*** Information provided Section Begins ***

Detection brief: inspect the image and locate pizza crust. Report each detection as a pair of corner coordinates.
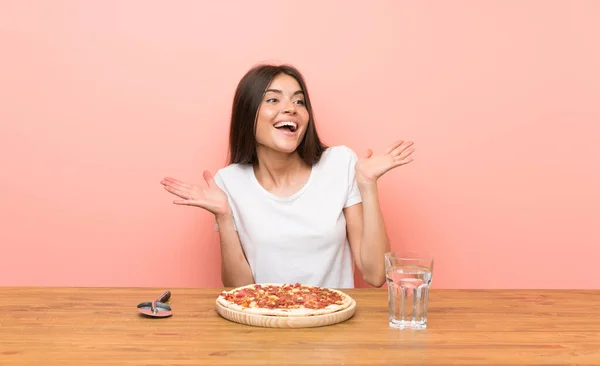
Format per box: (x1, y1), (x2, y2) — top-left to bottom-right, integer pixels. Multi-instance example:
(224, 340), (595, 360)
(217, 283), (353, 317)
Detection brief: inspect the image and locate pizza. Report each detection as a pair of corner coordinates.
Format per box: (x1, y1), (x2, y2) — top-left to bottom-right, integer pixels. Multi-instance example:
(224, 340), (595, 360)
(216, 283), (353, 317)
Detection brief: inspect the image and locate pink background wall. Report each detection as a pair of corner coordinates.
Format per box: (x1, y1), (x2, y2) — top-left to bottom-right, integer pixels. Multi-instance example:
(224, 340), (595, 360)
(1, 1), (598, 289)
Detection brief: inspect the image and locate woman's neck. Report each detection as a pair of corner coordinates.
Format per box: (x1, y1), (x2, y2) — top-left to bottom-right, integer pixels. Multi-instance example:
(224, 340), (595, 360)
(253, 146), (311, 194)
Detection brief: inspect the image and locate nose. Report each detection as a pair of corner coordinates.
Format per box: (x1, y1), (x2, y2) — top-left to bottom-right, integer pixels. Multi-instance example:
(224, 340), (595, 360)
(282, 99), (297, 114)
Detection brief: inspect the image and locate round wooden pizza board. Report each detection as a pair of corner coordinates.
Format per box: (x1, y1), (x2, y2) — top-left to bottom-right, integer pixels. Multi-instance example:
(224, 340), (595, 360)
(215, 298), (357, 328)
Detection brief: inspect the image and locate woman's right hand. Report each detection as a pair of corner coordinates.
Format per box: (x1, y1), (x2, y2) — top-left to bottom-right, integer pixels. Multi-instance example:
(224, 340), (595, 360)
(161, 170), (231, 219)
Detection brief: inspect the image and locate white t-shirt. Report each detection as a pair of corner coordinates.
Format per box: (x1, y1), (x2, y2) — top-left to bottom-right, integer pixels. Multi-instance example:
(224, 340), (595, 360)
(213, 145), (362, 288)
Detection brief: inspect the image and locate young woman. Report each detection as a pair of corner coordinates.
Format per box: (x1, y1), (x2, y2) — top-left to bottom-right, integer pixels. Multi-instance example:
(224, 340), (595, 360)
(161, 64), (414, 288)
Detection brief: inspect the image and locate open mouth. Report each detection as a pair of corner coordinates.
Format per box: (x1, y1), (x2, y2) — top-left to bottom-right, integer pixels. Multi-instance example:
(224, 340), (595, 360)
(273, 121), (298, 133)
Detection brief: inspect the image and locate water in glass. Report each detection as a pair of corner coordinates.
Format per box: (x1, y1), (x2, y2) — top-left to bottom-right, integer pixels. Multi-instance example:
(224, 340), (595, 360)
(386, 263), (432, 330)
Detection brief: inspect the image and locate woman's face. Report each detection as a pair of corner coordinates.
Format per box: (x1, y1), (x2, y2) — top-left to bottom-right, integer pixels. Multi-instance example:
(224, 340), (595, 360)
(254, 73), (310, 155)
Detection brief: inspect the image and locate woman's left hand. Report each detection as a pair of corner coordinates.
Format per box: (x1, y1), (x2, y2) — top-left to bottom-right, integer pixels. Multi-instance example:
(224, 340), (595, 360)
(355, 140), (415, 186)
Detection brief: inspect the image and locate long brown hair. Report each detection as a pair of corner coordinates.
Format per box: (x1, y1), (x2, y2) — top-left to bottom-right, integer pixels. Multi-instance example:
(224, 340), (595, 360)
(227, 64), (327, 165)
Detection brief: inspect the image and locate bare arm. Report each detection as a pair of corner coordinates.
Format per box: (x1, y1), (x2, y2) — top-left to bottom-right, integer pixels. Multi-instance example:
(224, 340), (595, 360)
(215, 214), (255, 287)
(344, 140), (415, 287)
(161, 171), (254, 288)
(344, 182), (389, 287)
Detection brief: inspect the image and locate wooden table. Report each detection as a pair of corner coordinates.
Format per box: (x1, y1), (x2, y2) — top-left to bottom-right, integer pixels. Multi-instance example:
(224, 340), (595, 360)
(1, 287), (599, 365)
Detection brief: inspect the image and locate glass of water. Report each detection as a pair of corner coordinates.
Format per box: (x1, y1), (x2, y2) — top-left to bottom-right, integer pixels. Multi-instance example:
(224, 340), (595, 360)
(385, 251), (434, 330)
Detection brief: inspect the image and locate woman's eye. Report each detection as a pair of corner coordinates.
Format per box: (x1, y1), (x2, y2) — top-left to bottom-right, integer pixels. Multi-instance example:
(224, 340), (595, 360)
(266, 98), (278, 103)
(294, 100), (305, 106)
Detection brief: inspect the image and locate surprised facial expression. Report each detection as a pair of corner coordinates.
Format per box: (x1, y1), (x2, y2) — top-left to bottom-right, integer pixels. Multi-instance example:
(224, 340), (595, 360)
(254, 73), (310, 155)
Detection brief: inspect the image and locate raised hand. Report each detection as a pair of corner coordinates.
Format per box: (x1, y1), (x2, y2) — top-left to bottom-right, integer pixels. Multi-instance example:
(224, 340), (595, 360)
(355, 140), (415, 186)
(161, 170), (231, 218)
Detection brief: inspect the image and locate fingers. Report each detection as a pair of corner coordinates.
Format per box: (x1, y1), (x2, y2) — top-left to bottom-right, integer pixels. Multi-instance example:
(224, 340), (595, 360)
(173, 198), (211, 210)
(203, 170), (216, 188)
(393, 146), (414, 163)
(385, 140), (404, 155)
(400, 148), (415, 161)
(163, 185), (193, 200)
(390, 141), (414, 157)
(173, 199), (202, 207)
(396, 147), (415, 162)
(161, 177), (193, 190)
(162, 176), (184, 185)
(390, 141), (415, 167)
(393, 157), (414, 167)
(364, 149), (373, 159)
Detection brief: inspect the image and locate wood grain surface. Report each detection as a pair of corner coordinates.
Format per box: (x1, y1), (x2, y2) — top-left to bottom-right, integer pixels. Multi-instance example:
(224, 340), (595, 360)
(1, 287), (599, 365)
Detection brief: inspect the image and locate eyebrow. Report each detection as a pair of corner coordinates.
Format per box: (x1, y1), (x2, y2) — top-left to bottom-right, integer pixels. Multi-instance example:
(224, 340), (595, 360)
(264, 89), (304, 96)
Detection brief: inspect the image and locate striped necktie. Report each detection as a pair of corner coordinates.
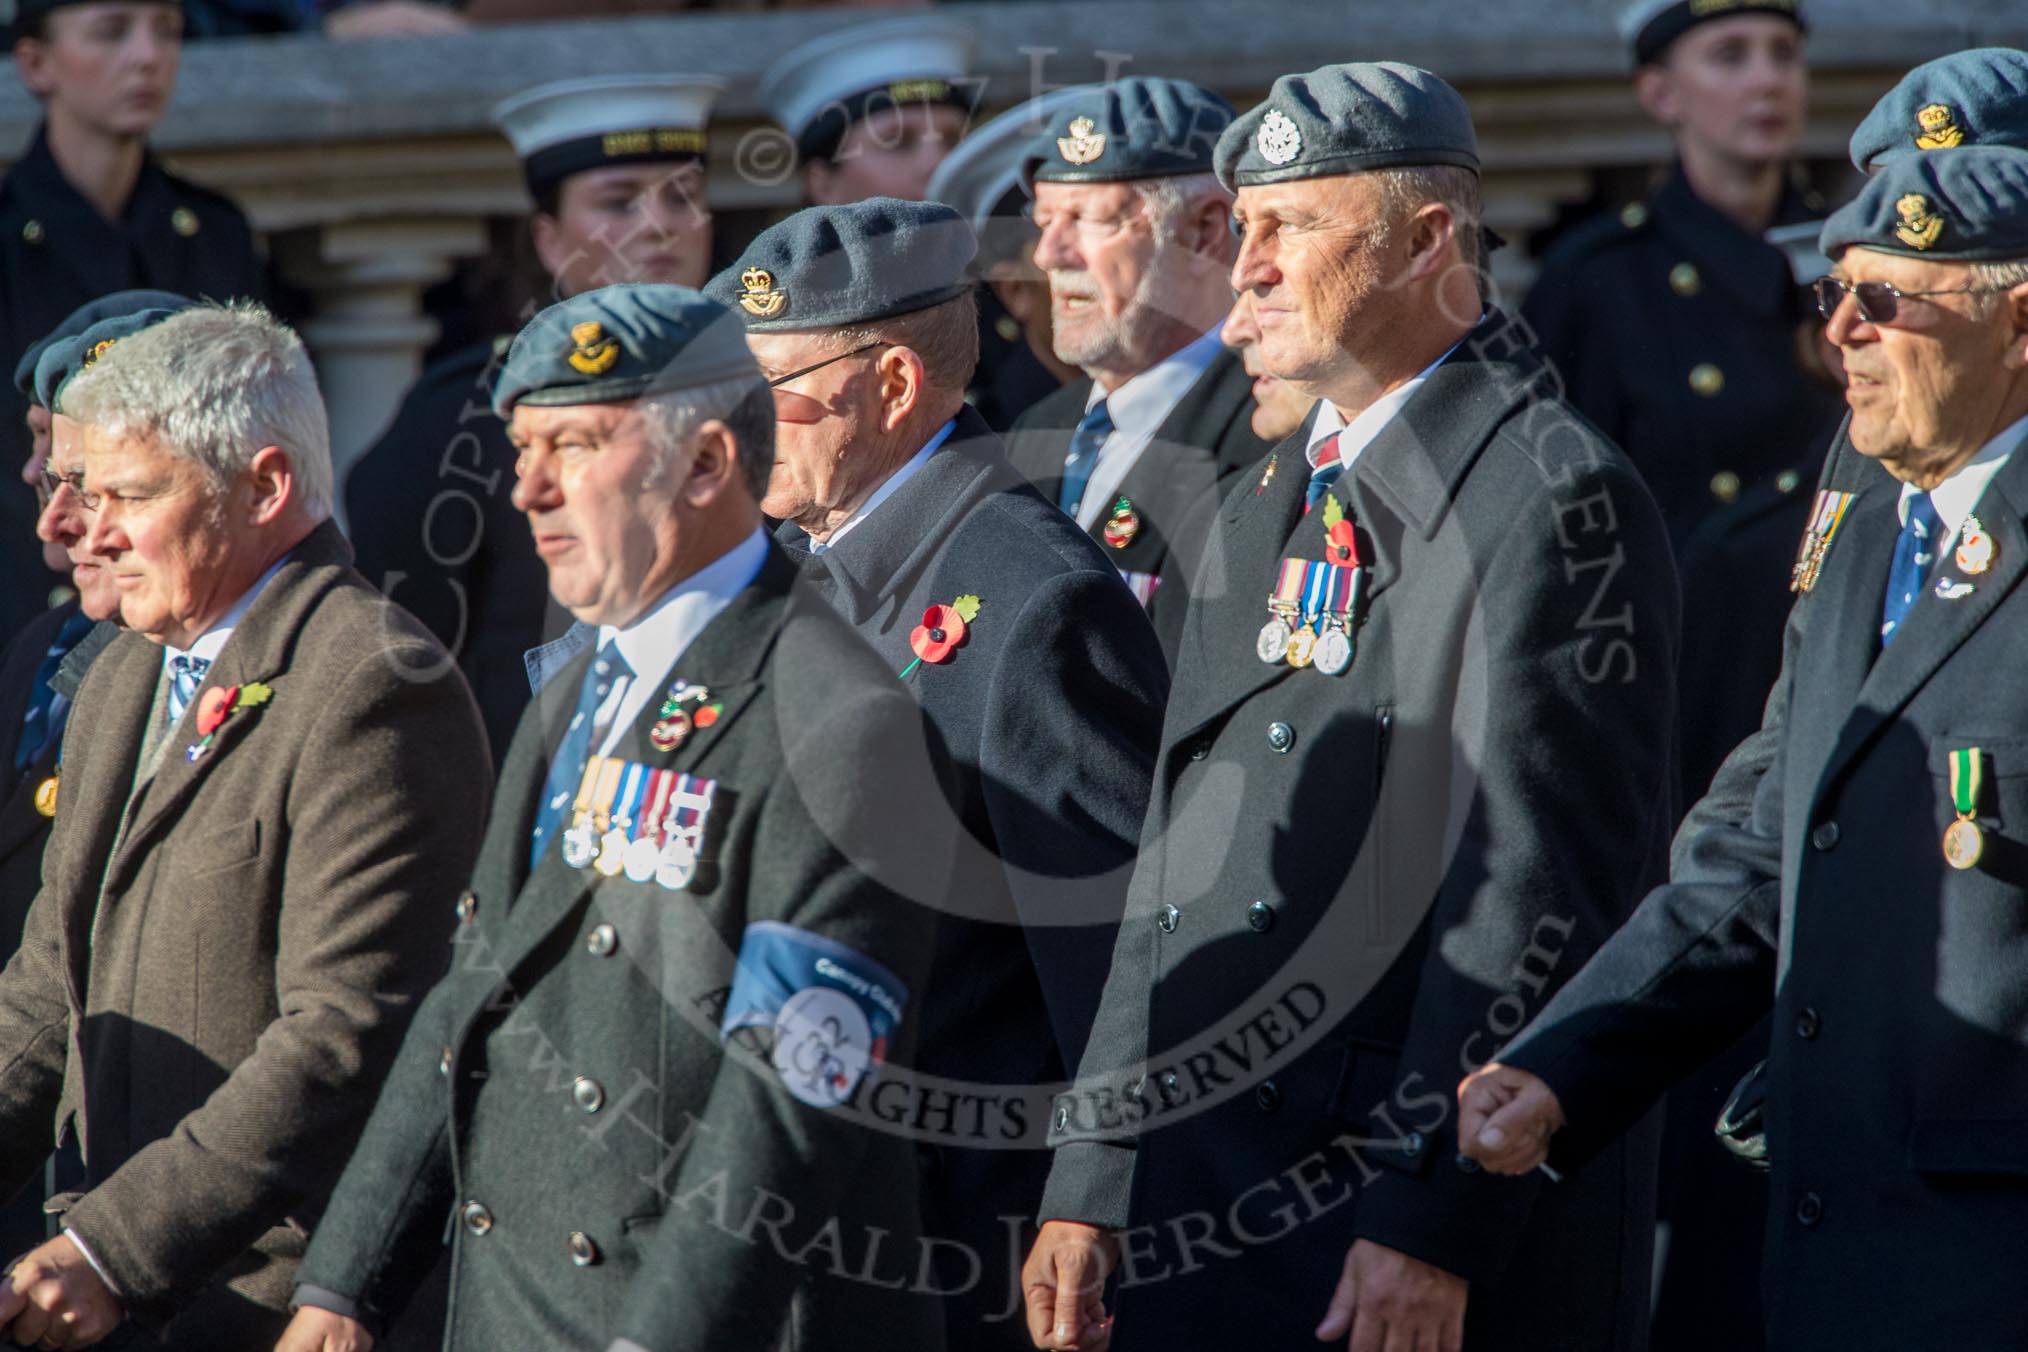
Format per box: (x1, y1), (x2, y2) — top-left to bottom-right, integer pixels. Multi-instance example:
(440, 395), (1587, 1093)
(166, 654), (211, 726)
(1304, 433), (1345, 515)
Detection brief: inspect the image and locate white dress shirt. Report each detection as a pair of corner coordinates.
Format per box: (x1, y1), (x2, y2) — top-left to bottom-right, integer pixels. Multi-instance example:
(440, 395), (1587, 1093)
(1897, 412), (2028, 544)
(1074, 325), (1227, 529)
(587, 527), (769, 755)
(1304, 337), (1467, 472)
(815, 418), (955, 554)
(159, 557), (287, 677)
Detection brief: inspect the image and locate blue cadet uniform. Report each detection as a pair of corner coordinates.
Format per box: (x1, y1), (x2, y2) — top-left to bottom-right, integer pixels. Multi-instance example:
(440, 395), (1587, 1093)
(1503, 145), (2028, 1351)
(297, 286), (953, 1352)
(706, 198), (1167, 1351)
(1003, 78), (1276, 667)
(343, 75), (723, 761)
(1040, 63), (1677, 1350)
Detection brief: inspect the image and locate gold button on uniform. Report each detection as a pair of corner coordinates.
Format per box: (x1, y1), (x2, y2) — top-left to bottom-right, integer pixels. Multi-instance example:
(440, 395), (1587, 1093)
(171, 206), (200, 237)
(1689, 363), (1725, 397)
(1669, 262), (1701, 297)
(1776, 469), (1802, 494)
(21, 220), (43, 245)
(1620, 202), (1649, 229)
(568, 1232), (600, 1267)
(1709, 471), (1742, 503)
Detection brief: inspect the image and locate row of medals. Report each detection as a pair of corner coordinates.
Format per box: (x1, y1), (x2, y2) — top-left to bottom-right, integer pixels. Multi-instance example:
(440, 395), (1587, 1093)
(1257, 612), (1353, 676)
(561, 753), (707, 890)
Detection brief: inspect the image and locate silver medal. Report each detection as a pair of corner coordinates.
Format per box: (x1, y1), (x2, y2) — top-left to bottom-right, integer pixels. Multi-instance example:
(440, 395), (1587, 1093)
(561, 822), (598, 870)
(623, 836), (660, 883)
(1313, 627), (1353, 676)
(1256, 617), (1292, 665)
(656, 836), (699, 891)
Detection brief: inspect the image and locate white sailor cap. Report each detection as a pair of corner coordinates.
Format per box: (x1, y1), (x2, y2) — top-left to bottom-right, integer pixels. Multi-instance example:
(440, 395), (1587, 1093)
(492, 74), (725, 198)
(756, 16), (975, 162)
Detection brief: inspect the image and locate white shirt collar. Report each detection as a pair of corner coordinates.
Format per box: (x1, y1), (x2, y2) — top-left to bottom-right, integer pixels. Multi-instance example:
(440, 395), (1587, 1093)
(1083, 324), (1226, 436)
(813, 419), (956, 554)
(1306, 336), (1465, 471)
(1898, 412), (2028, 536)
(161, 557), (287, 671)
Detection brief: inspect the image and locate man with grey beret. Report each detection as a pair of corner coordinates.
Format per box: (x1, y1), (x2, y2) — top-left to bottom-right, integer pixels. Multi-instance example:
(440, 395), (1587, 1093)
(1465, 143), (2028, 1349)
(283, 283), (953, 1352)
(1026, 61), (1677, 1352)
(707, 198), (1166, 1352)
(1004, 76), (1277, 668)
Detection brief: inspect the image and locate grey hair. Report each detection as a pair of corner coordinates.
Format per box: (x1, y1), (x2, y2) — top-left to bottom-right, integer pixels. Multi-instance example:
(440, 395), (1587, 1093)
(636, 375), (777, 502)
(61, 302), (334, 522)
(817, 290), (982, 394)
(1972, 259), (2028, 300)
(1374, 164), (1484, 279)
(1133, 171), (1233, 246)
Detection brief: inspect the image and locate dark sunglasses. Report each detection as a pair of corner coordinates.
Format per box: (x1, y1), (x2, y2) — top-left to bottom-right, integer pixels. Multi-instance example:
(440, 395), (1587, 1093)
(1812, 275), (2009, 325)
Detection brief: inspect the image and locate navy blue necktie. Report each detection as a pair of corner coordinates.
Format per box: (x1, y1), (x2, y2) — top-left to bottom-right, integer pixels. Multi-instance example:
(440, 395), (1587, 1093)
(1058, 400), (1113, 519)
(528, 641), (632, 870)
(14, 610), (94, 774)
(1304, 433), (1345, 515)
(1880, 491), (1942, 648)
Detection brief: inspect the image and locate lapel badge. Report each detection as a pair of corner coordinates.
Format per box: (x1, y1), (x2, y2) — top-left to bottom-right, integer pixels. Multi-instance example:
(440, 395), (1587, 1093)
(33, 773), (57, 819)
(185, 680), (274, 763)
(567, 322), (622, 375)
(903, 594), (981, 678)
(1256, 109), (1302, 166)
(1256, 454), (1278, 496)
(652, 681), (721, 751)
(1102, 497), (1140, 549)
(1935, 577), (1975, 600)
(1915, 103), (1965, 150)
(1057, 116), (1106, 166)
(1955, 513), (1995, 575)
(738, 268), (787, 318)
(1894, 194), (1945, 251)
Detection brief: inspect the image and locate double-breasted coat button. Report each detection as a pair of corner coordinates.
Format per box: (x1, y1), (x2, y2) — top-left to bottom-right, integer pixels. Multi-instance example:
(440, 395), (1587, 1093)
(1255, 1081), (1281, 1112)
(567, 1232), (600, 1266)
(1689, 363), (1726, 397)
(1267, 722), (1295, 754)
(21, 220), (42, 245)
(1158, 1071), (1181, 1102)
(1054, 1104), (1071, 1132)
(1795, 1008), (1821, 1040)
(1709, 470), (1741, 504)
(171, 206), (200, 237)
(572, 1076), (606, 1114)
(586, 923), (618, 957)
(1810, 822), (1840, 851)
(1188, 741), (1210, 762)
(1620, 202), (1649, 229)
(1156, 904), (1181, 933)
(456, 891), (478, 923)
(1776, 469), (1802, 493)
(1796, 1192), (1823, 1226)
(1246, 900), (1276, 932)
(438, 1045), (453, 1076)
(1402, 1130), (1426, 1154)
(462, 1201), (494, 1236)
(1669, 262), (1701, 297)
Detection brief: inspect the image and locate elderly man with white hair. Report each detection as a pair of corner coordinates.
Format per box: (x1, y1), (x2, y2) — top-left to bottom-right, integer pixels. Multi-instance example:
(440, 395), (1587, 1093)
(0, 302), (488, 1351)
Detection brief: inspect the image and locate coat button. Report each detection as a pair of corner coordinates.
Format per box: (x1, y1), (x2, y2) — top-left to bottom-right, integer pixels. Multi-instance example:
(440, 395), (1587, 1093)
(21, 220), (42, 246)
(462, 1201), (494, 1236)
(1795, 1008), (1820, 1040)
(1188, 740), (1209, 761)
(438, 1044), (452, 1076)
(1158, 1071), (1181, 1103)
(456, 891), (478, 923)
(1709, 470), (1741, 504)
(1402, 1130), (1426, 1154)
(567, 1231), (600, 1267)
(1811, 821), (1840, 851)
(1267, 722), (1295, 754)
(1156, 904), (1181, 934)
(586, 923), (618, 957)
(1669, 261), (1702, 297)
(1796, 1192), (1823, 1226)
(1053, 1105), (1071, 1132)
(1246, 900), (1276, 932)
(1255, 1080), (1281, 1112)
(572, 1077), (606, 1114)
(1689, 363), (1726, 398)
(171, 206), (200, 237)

*** Information provided Section Ends ***

[Try it]
Copy all the lines above that hold the string "coat".

[Task output]
Detection brief: inspect the image and locate double-breasted coat button. Report each detection as a pair of corner coordinates.
Detection brief: inspect the image and locate coat button. Report each detection as a pair of corner coordinates.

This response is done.